» **TASK INSTRUCTIONS**: Set every record down again exactly. Do not carry over the pictures.

Stored data entries:
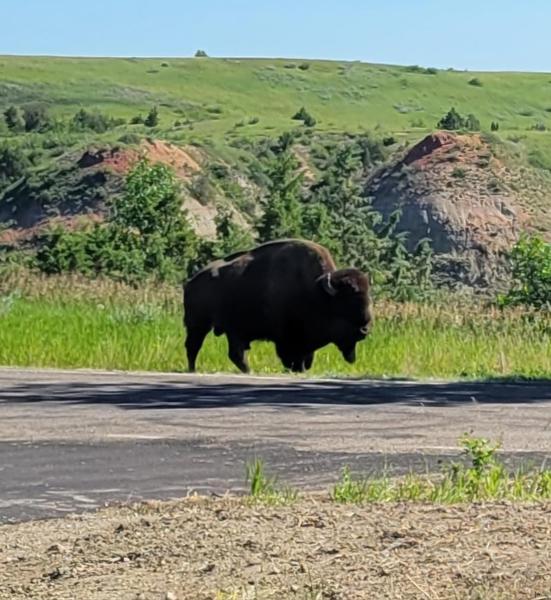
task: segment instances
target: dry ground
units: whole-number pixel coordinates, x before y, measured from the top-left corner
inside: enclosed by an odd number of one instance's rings
[[[110,507],[0,527],[0,598],[551,599],[551,503]]]

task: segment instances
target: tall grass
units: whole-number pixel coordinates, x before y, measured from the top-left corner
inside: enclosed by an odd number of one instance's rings
[[[370,337],[348,365],[334,347],[316,354],[311,374],[407,377],[551,376],[551,318],[501,312],[458,300],[379,303]],[[181,292],[109,281],[29,275],[0,280],[0,364],[183,371]],[[281,373],[272,344],[254,343],[256,373]],[[225,337],[208,336],[203,372],[236,369]]]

» **ANSWER SPACE**:
task: segment instances
target: dry ground
units: whole-number pixel coordinates, x before y, measured from the top-left corner
inside: enclosed by an odd number of one instance's rings
[[[110,507],[0,527],[0,598],[551,599],[551,503]]]

task: segment instances
target: tall grass
units: whole-number pixel coordinates, x before y, measured from the top-left corner
inside: enclosed by an odd number of one instance's rings
[[[370,337],[348,365],[334,347],[316,354],[311,374],[407,377],[551,376],[551,318],[501,312],[458,300],[379,303]],[[181,292],[109,281],[29,275],[0,280],[0,364],[183,371]],[[281,373],[272,344],[254,343],[256,373]],[[225,337],[208,336],[203,372],[236,369]]]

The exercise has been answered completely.